Pull out every line of the material below that contains the string "helmet", and copy each line verbatim in the order it appears.

* BEGIN Exercise input *

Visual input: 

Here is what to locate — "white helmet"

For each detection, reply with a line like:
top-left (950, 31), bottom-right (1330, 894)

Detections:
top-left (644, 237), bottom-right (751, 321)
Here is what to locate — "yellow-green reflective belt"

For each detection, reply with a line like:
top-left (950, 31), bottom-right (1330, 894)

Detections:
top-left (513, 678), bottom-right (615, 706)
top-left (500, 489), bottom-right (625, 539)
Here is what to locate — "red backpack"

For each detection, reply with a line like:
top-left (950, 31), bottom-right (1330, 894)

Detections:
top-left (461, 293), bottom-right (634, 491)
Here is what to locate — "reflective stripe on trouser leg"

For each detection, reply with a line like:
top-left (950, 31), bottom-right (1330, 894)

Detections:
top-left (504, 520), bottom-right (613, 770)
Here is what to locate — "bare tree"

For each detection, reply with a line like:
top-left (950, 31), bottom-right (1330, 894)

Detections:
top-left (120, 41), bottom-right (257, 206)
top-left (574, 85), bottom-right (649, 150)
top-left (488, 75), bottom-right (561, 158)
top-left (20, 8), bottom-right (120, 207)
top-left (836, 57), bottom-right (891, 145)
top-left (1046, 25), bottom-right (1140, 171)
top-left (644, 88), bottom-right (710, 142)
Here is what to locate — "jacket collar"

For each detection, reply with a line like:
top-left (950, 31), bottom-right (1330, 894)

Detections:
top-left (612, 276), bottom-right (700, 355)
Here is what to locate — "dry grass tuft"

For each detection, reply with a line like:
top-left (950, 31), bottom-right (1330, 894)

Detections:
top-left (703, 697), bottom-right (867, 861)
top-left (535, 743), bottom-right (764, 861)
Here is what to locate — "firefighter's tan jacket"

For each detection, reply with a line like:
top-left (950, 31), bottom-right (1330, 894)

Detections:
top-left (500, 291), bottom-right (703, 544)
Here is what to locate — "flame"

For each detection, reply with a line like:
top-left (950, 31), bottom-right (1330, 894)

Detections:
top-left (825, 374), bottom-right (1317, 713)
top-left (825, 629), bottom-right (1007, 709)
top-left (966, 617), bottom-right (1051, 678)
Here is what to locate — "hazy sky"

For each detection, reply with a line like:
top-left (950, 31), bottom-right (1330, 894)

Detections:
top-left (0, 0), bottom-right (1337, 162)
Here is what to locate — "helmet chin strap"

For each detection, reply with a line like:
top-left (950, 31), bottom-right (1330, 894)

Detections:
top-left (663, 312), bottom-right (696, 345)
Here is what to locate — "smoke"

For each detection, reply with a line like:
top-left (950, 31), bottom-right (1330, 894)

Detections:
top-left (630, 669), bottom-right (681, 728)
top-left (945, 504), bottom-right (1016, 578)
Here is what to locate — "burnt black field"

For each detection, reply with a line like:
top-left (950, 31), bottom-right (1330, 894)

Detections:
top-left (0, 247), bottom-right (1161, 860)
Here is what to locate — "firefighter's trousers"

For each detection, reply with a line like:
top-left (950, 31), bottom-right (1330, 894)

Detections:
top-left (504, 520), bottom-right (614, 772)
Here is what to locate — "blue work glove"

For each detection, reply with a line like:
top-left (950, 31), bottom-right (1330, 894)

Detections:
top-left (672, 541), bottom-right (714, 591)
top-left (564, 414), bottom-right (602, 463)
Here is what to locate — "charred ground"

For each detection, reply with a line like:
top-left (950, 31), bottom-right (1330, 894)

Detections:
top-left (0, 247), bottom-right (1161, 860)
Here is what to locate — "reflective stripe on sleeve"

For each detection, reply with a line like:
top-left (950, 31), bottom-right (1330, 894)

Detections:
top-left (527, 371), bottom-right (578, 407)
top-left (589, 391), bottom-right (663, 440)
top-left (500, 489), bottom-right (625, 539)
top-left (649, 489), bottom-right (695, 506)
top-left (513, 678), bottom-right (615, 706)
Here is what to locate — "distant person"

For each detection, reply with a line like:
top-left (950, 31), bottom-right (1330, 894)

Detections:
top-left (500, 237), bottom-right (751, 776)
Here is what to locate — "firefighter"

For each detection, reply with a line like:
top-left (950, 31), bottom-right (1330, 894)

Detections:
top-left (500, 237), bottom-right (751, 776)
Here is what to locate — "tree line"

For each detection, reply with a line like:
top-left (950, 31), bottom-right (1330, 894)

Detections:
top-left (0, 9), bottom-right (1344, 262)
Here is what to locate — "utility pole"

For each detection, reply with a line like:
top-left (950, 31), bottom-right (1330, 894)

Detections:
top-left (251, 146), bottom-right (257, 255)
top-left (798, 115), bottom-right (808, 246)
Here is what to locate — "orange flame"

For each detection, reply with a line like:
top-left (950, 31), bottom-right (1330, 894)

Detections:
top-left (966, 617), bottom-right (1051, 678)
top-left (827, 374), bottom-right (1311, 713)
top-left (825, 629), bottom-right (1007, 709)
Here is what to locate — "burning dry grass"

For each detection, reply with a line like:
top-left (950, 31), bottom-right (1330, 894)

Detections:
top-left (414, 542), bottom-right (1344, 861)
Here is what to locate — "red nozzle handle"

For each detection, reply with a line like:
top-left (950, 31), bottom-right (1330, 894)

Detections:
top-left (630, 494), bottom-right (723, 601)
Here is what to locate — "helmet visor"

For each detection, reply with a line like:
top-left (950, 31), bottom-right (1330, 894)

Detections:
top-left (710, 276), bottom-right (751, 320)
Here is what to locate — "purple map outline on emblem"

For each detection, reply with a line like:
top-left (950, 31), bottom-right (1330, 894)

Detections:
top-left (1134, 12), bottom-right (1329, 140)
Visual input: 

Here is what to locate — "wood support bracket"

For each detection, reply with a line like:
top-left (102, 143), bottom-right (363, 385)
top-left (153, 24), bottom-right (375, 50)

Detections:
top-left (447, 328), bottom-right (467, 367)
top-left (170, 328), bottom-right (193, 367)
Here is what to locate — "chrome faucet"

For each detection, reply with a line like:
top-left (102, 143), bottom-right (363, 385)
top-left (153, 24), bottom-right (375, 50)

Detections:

* END Exercise input *

Expected answer |
Here is what to locate — "white helmet"
Here is what to locate — "helmet chin strap"
Here is what to locate — "helmet visor"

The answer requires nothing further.